SHORT EXERCISE A -
Rewrite the passage of the water polo article starting at "Strong bond: Jett" and ending at "on August 13-18.", swapping "teenagers" for "young players".
SHORT EXERCISE B -
Please carry on the article about the two Cronulla water polo players from the point where it stops.

+++ DOCUMENT TEXT

Strong bond: Jett Turner and Keellan Milinkovic at Sutherland Aquatic Centre. Picture: Jane DysonCRONULLA Water Polo Club players Jett Turner and Keellan Milinkovic have a special bond beyond their sporting endeavours.

Two angels will be watching from above as the teenagers play in August for the Australian Youth under-15s team tour of Belgrade.

The 10-nation, Memorial Darko Cukic Tournament, is on August 13-18.

Jett, 15, of Caringbah, and Keellan, 14, of Oyster Bay, have experienced sadness during the past year.

Jett’s father David died in 2013 and Keellan’s mother Taryn died in 2012.

Both boys’ parents would be proud to see how their sons have stayed positive to do so well.

++++++
+++ GIVEN INFORMATION

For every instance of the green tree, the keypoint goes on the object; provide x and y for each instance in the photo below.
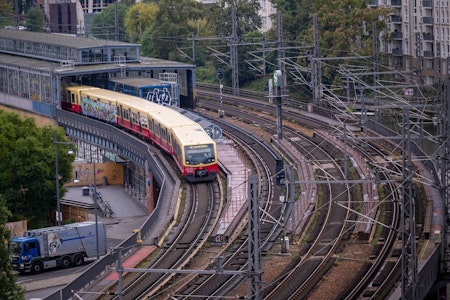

++++++

TASK RESULT A -
Strong bond: Jett Turner and Keellan Milinkovic at Sutherland Aquatic Centre. Picture: Jane DysonCRONULLA Water Polo Club players Jett Turner and Keellan Milinkovic have a special bond beyond their sporting endeavours.

Two angels will be watching from above as the young players play in August for the Australian Youth under-15s team tour of Belgrade.

The 10-nation, Memorial Darko Cukic Tournament, is on August 13-18.

TASK RESULT B -
“This is my first time in the Australian team,” Keellan said.

Jett said it would be his first selection for the national under-15s team to head overseas.

Both boys have been mates through Cronulla Water Polo Club since they started there at seven.

Keellan is a year 9 student at Kirrawee High School and Jett is in year 10 at Cronulla High School.

“We’re good mates through Cronulla Water Polo Club,” Jett said.

Both Dave Turner and Taryn Milinkovic will be cheering the boys in Belgrade.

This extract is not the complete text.